**EXTRAIT DE LA SOURCE**
....
Si on m'avait dit un jour que je dévorerais en une semaine un livre de quasiment 400 pages dont le titre est "Du champagne, un cadavre et des putes", je ne l'aurais pas cru.


Premièrement, je n'aime pas l'alcool et je n'échangerais pas une bouteille du meilleur champagne au monde contre une barquette de myrtilles. Deuxièmement, je ne suis pas du tout polar. Cette idée de devoir découvrir qui est l'assassin ne m'intéresse pas trop, comme le monde des flics, des truands etc. Récemment j'ai découvert la série Columbo (à quarante ans, tout arrive) et j'aime mieux l'idée de voir comment l'inspecteur va coincer le coupable, que l'on connait dès le début de l'épisode. Troisièmement, tout ce qui touche à la prostitution, aux escorts ou au "monde de la nuit" ne m'a jamais attiré, fasciné ou excité.


Ces trois postulats font qu'en principe je n'aurais jamais lu ce livre. Sauf que je connais le travail de l'auteur, Tristan-Edern Vaquette, depuis presque vingt ans. Les plus curieux et curieuses iront sur Wikipédia pour connaitre ses œuvres antérieures, mais pour faire court, disons que c'est un artiste performer, musicien et écrivain. Je suis son œuvre depuis une vingtaine d'années, j'avais adoré son roman précédent ("Je gagne toujours à la fin") et j'étais très curieux de découvrir son dernier livre.
....
**ENTRÉES EXTRAITES**
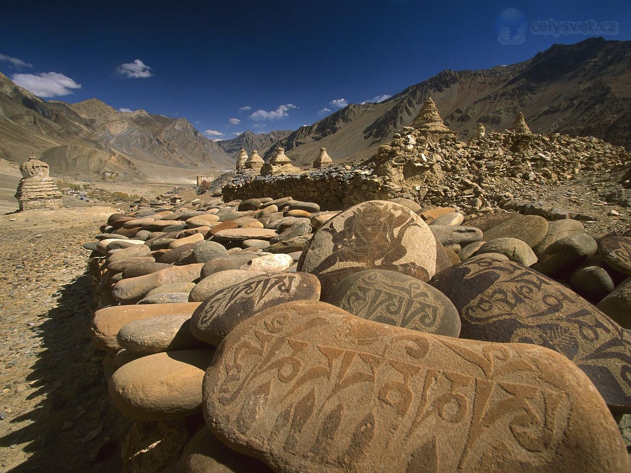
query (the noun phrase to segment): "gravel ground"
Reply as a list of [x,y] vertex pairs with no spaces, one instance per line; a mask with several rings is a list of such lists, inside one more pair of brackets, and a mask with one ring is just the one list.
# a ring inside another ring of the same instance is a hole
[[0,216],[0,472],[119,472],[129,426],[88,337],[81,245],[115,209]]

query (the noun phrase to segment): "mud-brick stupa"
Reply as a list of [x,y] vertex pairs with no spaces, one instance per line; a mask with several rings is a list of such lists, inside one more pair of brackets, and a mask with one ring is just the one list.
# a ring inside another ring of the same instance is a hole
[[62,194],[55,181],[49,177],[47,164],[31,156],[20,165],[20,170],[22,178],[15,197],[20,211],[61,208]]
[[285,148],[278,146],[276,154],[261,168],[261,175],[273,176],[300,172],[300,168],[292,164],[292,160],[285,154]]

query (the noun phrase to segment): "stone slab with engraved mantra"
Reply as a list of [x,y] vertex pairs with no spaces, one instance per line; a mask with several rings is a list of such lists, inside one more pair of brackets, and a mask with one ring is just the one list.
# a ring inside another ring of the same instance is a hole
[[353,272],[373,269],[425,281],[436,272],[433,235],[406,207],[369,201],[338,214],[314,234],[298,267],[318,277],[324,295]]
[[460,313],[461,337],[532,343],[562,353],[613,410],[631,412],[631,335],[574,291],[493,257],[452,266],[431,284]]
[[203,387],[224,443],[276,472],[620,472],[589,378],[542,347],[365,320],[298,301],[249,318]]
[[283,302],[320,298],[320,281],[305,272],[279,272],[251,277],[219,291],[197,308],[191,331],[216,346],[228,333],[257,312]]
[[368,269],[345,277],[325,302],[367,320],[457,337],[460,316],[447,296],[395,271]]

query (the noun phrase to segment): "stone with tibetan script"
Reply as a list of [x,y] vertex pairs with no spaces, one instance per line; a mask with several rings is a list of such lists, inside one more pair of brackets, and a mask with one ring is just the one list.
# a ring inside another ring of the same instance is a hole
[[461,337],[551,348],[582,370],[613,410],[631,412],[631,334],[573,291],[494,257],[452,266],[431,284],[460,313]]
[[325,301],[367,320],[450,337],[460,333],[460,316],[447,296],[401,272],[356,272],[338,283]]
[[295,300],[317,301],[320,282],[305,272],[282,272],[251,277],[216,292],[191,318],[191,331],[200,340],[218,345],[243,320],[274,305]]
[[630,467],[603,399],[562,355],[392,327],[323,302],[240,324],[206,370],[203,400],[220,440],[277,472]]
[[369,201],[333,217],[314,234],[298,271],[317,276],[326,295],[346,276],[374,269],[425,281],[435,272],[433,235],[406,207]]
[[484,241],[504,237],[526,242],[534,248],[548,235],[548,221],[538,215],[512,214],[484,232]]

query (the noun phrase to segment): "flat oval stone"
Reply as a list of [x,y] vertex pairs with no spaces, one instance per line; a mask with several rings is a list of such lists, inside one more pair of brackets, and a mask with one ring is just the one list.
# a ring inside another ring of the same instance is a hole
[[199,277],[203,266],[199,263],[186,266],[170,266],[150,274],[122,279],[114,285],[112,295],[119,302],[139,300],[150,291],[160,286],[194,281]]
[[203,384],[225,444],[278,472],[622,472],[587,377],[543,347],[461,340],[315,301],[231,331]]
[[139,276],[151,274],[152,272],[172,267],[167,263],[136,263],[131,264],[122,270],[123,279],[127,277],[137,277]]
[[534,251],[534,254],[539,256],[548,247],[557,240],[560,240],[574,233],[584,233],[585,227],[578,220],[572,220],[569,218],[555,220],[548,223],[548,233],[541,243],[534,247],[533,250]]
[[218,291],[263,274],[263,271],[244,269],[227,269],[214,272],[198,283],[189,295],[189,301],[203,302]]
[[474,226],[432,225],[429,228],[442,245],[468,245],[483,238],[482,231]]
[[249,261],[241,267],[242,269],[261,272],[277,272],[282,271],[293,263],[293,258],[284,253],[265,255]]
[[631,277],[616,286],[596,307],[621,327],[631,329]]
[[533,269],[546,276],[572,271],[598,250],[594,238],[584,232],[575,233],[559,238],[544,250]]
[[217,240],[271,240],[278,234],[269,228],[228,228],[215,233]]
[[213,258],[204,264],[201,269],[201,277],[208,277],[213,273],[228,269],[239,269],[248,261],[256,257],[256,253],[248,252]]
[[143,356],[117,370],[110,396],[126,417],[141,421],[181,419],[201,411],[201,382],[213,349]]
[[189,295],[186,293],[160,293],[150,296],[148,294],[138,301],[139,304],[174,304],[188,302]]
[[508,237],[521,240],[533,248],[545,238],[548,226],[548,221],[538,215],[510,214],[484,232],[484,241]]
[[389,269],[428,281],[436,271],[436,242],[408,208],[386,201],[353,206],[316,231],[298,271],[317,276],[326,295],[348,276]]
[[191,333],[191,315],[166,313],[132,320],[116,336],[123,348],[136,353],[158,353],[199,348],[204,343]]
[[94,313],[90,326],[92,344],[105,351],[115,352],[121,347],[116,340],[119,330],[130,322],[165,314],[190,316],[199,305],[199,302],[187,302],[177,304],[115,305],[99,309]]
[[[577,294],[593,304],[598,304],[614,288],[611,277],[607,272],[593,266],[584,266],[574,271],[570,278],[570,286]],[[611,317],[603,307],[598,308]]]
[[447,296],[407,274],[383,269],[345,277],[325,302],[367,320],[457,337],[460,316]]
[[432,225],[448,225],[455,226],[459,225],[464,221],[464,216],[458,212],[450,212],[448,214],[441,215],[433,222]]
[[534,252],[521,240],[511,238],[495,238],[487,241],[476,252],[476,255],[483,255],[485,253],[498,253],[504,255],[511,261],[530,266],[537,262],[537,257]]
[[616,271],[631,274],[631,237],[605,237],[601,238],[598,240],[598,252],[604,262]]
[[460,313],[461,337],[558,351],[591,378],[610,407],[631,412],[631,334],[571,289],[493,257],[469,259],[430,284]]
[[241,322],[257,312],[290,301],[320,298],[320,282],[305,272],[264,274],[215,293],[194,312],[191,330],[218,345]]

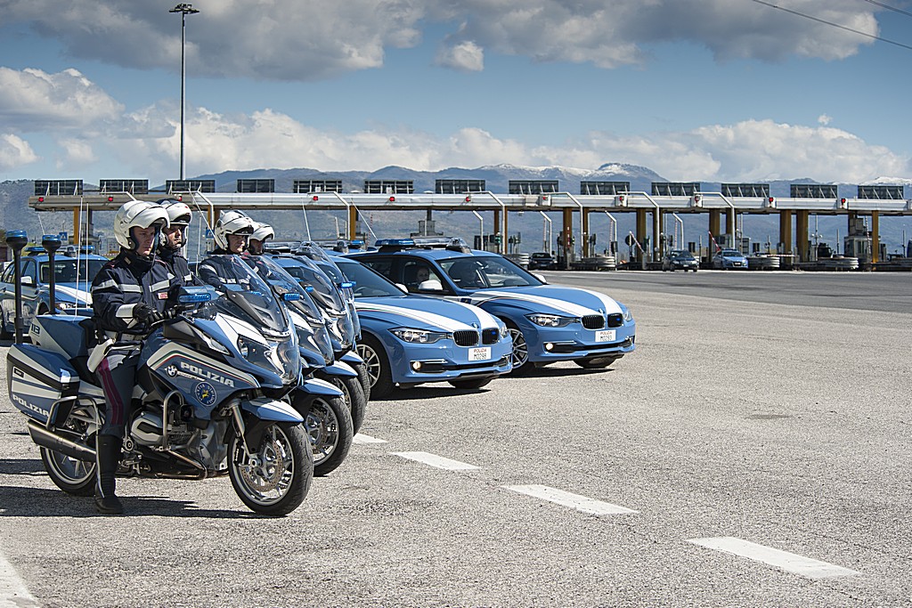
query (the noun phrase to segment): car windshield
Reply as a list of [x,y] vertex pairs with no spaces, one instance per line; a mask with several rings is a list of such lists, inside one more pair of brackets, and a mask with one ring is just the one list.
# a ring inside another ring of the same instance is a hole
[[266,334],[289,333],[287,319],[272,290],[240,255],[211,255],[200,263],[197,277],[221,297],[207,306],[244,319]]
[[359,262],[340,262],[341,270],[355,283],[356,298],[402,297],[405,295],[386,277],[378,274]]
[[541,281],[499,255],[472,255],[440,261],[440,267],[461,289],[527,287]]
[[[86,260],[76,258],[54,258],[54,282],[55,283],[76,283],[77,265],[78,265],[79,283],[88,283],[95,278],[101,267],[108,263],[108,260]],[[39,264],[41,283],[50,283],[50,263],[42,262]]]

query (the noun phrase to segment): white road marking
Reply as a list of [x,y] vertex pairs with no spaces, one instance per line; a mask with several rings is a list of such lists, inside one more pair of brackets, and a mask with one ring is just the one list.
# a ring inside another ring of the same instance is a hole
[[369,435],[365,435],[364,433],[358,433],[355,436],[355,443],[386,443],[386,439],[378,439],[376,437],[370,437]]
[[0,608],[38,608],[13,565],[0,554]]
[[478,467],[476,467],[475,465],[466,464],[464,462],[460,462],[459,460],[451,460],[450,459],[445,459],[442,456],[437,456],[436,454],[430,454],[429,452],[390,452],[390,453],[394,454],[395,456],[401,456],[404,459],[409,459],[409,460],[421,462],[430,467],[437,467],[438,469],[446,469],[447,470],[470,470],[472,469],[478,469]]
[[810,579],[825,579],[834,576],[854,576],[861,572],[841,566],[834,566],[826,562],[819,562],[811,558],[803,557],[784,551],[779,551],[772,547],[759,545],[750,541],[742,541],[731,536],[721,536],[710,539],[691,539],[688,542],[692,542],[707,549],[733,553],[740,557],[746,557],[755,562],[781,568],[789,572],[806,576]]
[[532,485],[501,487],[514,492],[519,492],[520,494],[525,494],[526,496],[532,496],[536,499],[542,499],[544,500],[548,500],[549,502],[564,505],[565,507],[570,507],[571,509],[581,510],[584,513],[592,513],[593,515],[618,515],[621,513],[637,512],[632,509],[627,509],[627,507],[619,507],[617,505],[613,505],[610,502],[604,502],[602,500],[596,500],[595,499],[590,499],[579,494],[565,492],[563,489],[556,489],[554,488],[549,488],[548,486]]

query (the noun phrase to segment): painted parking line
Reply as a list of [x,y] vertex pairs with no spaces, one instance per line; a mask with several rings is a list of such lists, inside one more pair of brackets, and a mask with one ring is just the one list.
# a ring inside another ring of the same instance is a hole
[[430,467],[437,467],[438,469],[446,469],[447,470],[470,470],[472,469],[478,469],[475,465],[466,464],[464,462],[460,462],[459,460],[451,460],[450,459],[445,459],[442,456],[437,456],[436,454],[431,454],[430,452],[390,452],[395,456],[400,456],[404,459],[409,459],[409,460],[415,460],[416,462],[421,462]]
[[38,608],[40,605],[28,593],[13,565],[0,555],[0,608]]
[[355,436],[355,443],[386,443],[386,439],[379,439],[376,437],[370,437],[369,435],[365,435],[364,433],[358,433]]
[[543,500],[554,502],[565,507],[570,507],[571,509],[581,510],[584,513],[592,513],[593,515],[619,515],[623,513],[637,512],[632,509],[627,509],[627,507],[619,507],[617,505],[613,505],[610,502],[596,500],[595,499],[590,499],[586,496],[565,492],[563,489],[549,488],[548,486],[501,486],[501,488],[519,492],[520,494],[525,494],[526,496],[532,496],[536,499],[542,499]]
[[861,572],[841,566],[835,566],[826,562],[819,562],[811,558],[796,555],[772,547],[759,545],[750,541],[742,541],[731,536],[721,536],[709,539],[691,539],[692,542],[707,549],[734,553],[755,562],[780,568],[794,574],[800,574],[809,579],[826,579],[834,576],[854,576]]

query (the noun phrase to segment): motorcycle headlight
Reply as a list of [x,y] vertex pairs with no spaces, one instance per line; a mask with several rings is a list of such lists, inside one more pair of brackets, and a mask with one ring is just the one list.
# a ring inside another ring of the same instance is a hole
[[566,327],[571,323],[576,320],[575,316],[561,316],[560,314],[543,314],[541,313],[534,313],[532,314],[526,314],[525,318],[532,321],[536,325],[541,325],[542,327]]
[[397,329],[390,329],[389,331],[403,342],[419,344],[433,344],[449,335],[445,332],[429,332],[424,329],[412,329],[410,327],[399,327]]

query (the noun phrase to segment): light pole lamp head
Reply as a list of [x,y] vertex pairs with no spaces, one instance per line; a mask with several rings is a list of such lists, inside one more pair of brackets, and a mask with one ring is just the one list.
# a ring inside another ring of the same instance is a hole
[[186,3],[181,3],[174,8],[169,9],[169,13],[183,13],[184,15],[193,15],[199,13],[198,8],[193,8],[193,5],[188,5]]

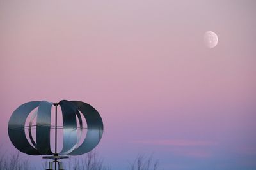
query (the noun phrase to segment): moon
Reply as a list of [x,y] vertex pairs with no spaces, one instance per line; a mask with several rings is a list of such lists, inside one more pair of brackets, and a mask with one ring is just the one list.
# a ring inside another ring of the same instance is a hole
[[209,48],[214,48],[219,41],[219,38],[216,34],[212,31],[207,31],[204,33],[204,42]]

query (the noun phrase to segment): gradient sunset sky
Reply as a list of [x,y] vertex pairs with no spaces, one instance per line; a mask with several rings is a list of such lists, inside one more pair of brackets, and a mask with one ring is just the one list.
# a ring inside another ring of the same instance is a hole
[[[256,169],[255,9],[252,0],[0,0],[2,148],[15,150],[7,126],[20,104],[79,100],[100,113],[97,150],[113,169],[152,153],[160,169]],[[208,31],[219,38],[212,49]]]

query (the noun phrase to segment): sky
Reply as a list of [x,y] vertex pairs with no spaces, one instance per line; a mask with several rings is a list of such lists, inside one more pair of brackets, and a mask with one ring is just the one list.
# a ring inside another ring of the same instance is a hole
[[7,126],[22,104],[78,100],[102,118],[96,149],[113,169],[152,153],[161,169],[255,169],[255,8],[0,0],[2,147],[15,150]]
....
Poursuivez le billet consacré au livre « Du champagne, un cadavre et des putes » à la suite de sa dernière phrase.

**LA RÉPONSE**
De quoi s'agit-il ? D'un roman policier prévu pour s'étaler sur 4, 5 ou 6 volumes (si j'ai bien compris). Le premier tome est paru fin 2018. Si au départ on peut être rebuté par un polar faisant 400 pages - avec en plus un "à suivre..." à la fin - j'encourage tout le monde à au contraire plonger dedans, car ce livre, c'est bien plus que ça ! Le polar n'est que la surface de l'œuvre, le contenant, un prétexte qu'utilise Vaquette pour décrire différents univers, ceux où évoluent Alice (l'héroïne assassinée) au fil de sa vie, que l'on découvre via son journal intime, et les mêmes univers/lieux, mais revisités au présent quelques années plus tard par le commandant Lespalettes (chargé de l'enquête), et au fil des pages on se rend compte qu'on est en fait en train de lire un roman social, bien plus profond qu'un simple "Qui a tué Alice ?"


Tout ou presque est prétexte à aborder différents sujets : les familles qui n'encouragent pas leurs gosses, les marchands de sommeil, les agences de mannequins, les vieux porcs des bars à hôtesses, les galères, la justice... Y compris des choses plutôt lumineuses comme le moment où Alice travaille dans une boite avec un patron "cool". Et c'est un vrai délice de voir le commandant Lespalettes recadrer à peu près toutes les ordures qu'ils rencontre (et aussi être bienveillant avec les autres, car l'ambiance est pas mal "men are trash" dans ce livre, et tant mieux, mais y'a aussi de la lumière).


Autre chose intéressante : le livre n'est pas juste un aller et retour entre le passé et le présent. Il y a également des passages que l'on pourrait apparenter à des documents qu'un policier collerait au mur dans une série, les reliant avec des fils à d'autres éléments. Ainsi, quand Alice rencontre un mec qui a eu des soucis de justice, on lit la plaidoirie touchante de son avocat, comme un flashback dans un flashback. De même, quand Alice monte à Paris et bosse dans un bar à hôtesses, on lit le post d'un membre de ce bar faisant sa description sur un forum internet. Tout est vraiment fouillé, détaillé, y'a un côté "Je me presse le citron pour que tout soit le plus vrai possible" qui est fantastique. Un peu comme si Tolkien, au lieu de passer 10 pages à nous décrire la cité Minas Tirith, utilisait ces 10 pages pour nous faire lire le journal intime d'Aragorn, ses états d'âmes, ses questionnements etc.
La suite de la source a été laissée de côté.